* **Excerpts from a dataset**
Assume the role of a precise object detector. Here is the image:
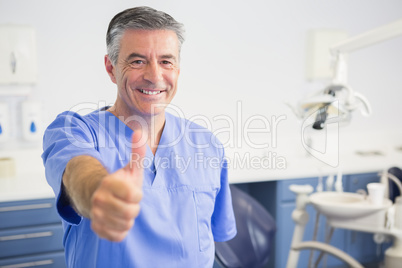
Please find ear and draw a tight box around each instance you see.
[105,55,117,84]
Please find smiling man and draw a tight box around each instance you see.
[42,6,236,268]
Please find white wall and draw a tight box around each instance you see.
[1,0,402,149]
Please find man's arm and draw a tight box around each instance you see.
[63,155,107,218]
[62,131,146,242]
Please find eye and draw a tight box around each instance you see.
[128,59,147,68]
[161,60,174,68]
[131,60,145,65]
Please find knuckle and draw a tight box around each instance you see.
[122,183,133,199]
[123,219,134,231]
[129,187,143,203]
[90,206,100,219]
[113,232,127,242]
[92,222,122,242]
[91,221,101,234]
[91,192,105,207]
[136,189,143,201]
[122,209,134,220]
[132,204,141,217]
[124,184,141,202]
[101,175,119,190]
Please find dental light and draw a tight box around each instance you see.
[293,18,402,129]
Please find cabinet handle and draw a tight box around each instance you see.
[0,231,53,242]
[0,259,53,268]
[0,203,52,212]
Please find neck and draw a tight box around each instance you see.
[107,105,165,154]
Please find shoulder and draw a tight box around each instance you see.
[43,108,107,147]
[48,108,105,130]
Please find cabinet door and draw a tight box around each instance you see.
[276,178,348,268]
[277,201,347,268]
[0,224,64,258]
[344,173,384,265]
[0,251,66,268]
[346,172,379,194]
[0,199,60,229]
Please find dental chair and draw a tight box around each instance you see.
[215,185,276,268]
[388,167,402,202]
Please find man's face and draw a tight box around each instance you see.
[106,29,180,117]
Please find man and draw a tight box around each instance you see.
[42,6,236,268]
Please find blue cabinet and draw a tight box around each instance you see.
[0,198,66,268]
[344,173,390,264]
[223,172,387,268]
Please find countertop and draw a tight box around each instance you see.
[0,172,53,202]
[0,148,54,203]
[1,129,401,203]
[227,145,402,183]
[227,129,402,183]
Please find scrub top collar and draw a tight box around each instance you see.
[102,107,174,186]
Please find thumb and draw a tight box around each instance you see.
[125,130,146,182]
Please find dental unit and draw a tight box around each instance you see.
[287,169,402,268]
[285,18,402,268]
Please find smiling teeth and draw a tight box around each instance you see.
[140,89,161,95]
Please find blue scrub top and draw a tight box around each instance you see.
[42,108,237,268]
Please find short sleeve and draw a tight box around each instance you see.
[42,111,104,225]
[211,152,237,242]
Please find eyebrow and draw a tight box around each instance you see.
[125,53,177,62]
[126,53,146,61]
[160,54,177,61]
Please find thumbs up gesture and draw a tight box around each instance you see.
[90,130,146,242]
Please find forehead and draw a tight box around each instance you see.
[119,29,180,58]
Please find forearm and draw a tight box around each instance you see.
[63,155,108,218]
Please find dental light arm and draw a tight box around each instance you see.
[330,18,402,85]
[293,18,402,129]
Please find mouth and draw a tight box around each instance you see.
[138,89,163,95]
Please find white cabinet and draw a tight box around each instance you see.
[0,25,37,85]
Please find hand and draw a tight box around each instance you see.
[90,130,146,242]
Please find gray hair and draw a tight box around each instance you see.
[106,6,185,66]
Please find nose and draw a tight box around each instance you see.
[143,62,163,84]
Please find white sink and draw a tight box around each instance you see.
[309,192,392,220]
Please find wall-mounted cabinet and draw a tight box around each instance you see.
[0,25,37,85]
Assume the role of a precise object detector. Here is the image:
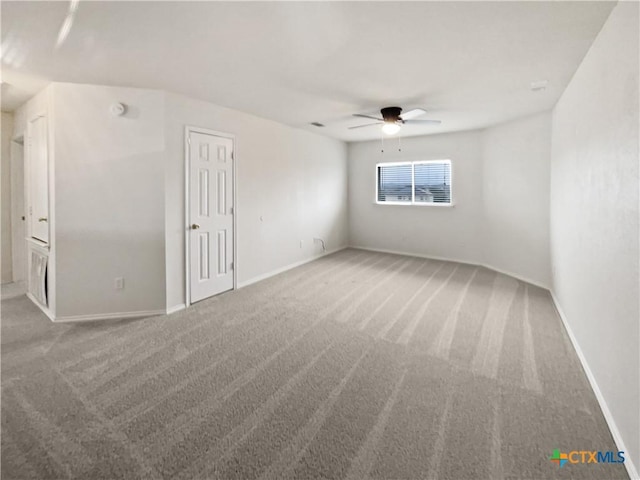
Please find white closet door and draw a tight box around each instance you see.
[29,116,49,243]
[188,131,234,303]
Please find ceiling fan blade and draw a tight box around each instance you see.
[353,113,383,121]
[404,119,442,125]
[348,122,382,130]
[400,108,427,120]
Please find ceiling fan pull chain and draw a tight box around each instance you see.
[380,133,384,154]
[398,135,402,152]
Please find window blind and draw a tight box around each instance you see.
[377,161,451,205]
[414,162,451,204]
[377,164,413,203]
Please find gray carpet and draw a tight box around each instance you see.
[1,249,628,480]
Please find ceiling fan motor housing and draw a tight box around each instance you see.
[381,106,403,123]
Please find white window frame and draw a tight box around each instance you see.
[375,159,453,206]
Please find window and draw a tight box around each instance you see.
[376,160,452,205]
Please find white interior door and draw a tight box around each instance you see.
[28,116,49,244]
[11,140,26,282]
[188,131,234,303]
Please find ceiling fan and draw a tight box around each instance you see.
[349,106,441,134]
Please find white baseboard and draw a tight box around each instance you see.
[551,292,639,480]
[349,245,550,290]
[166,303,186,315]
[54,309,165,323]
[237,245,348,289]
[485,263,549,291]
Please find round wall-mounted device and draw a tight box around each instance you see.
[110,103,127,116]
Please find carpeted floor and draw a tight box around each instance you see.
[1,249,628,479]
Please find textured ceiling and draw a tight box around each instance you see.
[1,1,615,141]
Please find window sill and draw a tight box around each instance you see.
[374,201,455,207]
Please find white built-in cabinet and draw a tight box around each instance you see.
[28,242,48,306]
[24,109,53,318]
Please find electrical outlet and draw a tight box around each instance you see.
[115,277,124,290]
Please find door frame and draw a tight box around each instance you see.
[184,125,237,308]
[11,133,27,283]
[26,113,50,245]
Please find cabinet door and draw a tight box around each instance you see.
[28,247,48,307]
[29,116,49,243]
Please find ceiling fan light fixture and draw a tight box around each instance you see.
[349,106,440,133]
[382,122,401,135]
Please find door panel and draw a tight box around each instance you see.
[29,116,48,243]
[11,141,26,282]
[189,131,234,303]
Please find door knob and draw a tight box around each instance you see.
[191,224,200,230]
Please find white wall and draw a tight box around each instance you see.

* **EXERCISE DESCRIPTION**
Please return every record above exactly, but leave out the pictures.

* **WRITTEN REPLY**
Assume the role of a precise object detector. Here is the image:
Please find ear and draw a tight box around each instance you see.
[105,55,117,84]
Please find smiling man and draw a tight box around each instance you see.
[42,6,236,268]
Please find white wall and draw a tight box around each instance you see.
[1,0,402,149]
Please find man's arm and draw a tight box around each instance you see.
[63,155,107,218]
[62,131,146,242]
Please find eye and draw a tight box around each instance you see.
[128,59,147,68]
[161,60,174,68]
[131,60,145,65]
Please find knuckle and draw a tight box around each instance you see.
[122,183,133,199]
[123,219,134,231]
[129,187,143,203]
[90,206,100,219]
[113,232,127,242]
[92,222,122,242]
[91,221,101,234]
[91,192,105,207]
[136,189,143,201]
[122,209,134,220]
[132,204,141,217]
[124,184,141,202]
[101,175,119,190]
Please find dental light and draw a tight box around each instance you see.
[293,18,402,129]
Please find cabinet handle and draw a tight box around each instance you see.
[0,231,53,242]
[0,259,53,268]
[0,203,52,212]
Please find neck and draw a tight box around each instance you see.
[107,105,165,154]
Please find shoulder and draw a tight box around each instance you see.
[43,108,107,147]
[48,108,105,130]
Please find cabinet door and draw a tight box around each instance you see.
[276,178,348,268]
[277,201,347,268]
[0,224,64,258]
[344,173,384,265]
[0,251,66,268]
[346,172,379,194]
[0,199,60,229]
Please find dental chair and draw a tight box around each instance you see.
[215,185,276,268]
[388,167,402,202]
Please find man's face and draw a tight box around each instance you see.
[106,29,180,117]
Please find man and draw a tight box around each instance you see.
[42,6,236,268]
Please find blue cabinet and draw a tight box around each instance you see.
[0,198,66,268]
[344,173,390,264]
[223,172,387,268]
Please find countertop and draw a tight box around each instance you see.
[0,172,53,202]
[0,148,54,203]
[1,129,401,203]
[227,145,402,183]
[227,129,402,183]
Please find scrub top collar and draw a tight box around each instance you see.
[102,107,174,186]
Please find thumb and draw a tight box around each instance you see.
[125,130,146,182]
Please find dental unit and draw a tight box around each instance you see.
[287,169,402,268]
[285,18,402,268]
Please find smiling teeth and draw a tight box around each instance you see.
[140,89,161,95]
Please find blue scrub top and draw a tight box around each instance you see.
[42,108,237,268]
Please find short sleeve and draw a tight box around each instance you see.
[42,111,104,225]
[211,152,237,242]
Please find eyebrow and draw a tight box around each instance you see.
[125,53,177,62]
[126,53,146,61]
[160,54,177,61]
Please find thumbs up gesture and draw a tight box around each instance you see.
[90,130,146,242]
Please find forehead and draw a tight box around each instance you see.
[119,29,180,58]
Please find forearm and draw a tight box around each instance you see.
[63,155,108,218]
Please find dental light arm and draw a tight box around each instance you see.
[330,18,402,85]
[293,18,402,129]
Please find mouth and draw a tight box around each instance you see.
[138,89,163,95]
Please find white cabinet and draw a tight box around each instance you see.
[0,25,37,85]
Please find hand and draw a tight box around each instance you see.
[90,130,146,242]
Please find gray hair and draw a tight box around each instance you see.
[106,6,185,66]
Please find nose and draw a tight box around each instance you see.
[143,62,163,84]
Please find white sink and draw a tight box around each instance you see.
[309,192,392,220]
Please find wall-mounted cabinet and draw a tight box around each instance you see.
[0,25,37,85]
Assume the role of a precise object detector. Here is the image:
Please find white closet door and draw a tight box around each instance you see.
[29,116,49,243]
[188,131,234,303]
Please find ceiling fan blade and draw a tight box around each instance you see.
[353,113,383,121]
[404,119,442,125]
[348,122,382,130]
[400,108,427,120]
Please find ceiling fan pull chain and draw a tight box around each instance you see.
[380,133,384,154]
[398,135,402,152]
Please find window blind and draw a tight box around each instance you see.
[377,161,451,205]
[414,162,451,204]
[377,164,413,203]
Please find gray carpet and draw a tight box around each instance you see.
[1,249,628,480]
Please find ceiling fan motor housing and draw a tight box around each instance you see.
[381,106,403,123]
Please find white window frame and draw a tight box around each instance you see.
[375,159,453,206]
Please find window and draw a tight box around each instance you see.
[376,160,452,205]
Please find white interior door and draw a tight box around each instance you see.
[28,116,49,244]
[11,140,26,282]
[188,131,234,303]
Please find ceiling fan and draw a tight box around each instance you see.
[349,106,441,134]
Please find white baseboard and draw a tight box around each instance you see.
[551,292,639,480]
[349,245,550,290]
[166,303,186,315]
[54,309,165,323]
[237,245,348,289]
[485,263,549,291]
Please find round wall-mounted device and draw a tight box around each instance you see.
[110,103,127,116]
Please find carpeted floor and draw a tight box around each instance you see.
[1,249,628,479]
Please find textured ceiling and draw a tight box around each instance you see.
[1,1,615,141]
Please find window sill and draw a tight box around each instance you see.
[374,201,455,207]
Please find white built-in cabinet and draw a tight box around each instance you see.
[28,242,48,306]
[24,109,53,318]
Please find electrical outlet and draw a tight box around each instance you see.
[115,277,124,290]
Please find door frame and draw a tight box around each instance you see.
[184,125,237,308]
[11,133,27,283]
[26,113,50,245]
Please find cabinet door and draw a tight box around each instance you see.
[28,247,48,307]
[29,116,49,243]
Please find ceiling fan light fixture and draw a tight box around each instance you see.
[349,106,440,133]
[382,122,401,135]
Please find door panel and draw a tight box around each instance you see.
[29,116,48,243]
[11,141,26,282]
[189,131,234,303]
Please find door knob and draw a tight box around each instance you see.
[191,224,200,230]
Please find white wall and draw a tight box around each instance you see.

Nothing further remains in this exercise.